*Excerpt provided*:
--- start ---

Analysis by London Councils has found local authorities in the capital will collectively receive £21m extra a year from the overall pledge of £250m over two years. However, the organisation said London boroughs have already faced a collective funding shortfall for SEND services totalling £78m in 2017-18.

The extra £250m, announced by education secretary Damian Hinds on Sunday, will be allocated using projected child population levels.

However, if the government used the current allocation formula for high-needs funding, which was introduced in April and includes level of need as well as population, councils in the capital would have received an extra £9m over the next two years, London Councils said.

The analysis showed that, under the formula which will be used as compared to the high-needs forumla, county councils will receive an extra £8m over the two years and metropolitan areas an additional £2m. Unitary authorities will receive £1m less than if the high-needs formula had been used.

Nickie Aiken (Con), London Councils’ executive member for schools and children’s services, welcomed the extra funding but called for a government rethink.

“London is set to receive additional funding of just £21m per year, a quarter of what is needed to cover the annual funding shortfall in budgets for children and young people in London with SEND,” she said. “We urge central government to look again at using the high needs funding formula to allocate this extra funding, as well as investing more resources in supporting children with SEND on a longer term basis.”

--- end ---

*Direction A*: List each line of the records that contains the word "Could".

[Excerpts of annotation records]
--- start ---

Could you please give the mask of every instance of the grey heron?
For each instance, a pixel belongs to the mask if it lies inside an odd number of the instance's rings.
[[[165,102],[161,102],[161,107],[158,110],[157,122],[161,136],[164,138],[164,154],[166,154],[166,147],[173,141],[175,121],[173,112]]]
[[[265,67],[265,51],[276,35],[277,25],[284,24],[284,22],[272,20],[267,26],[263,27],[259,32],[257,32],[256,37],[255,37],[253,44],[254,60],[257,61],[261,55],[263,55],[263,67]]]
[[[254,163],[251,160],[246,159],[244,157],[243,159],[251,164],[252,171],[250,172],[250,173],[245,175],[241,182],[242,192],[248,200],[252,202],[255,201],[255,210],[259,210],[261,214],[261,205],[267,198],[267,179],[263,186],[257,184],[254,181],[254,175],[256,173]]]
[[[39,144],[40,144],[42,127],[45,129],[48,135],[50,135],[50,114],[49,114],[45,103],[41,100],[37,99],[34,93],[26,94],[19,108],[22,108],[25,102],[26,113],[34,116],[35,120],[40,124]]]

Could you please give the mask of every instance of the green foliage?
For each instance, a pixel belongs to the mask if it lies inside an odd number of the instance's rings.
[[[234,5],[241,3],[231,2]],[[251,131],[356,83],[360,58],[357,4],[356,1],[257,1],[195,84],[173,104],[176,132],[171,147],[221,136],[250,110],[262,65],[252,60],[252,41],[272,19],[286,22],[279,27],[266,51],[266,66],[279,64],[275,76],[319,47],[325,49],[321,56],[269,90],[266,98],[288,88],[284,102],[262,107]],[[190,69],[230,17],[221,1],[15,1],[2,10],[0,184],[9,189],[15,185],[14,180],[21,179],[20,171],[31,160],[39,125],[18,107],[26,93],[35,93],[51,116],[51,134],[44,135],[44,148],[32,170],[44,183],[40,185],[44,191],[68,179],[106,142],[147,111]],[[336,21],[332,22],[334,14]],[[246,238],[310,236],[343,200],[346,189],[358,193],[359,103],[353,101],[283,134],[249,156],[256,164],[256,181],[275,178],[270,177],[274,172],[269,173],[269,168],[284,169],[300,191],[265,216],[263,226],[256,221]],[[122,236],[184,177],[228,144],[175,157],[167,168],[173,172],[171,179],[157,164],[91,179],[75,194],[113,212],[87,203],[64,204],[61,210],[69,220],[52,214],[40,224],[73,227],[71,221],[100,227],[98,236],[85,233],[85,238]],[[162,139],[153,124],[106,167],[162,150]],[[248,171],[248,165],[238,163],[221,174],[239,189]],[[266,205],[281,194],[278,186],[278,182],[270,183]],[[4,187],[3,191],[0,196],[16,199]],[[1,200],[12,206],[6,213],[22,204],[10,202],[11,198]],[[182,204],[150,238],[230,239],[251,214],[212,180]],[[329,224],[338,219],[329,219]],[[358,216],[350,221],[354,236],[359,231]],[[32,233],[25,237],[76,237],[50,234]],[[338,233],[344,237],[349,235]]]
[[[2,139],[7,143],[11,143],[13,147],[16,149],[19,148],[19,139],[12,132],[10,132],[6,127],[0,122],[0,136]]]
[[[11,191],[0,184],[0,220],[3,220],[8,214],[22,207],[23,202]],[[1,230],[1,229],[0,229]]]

--- end ---

*Direction B*:
Answer these questions from the article on London SEND funding:
(i) What was the London boroughs' collective SEND funding shortfall in 2017-18?
(ii) Who announced the extra £250m?
(iii) Compared with the high-needs formula, how much extra will county councils receive over the two years?

*Task output A*:
Could you please give the mask of every instance of the grey heron?
Could you please give the mask of every instance of the green foliage?

*Task output B*:
(i) £78m
(ii) Education secretary Damian Hinds
(iii) £8m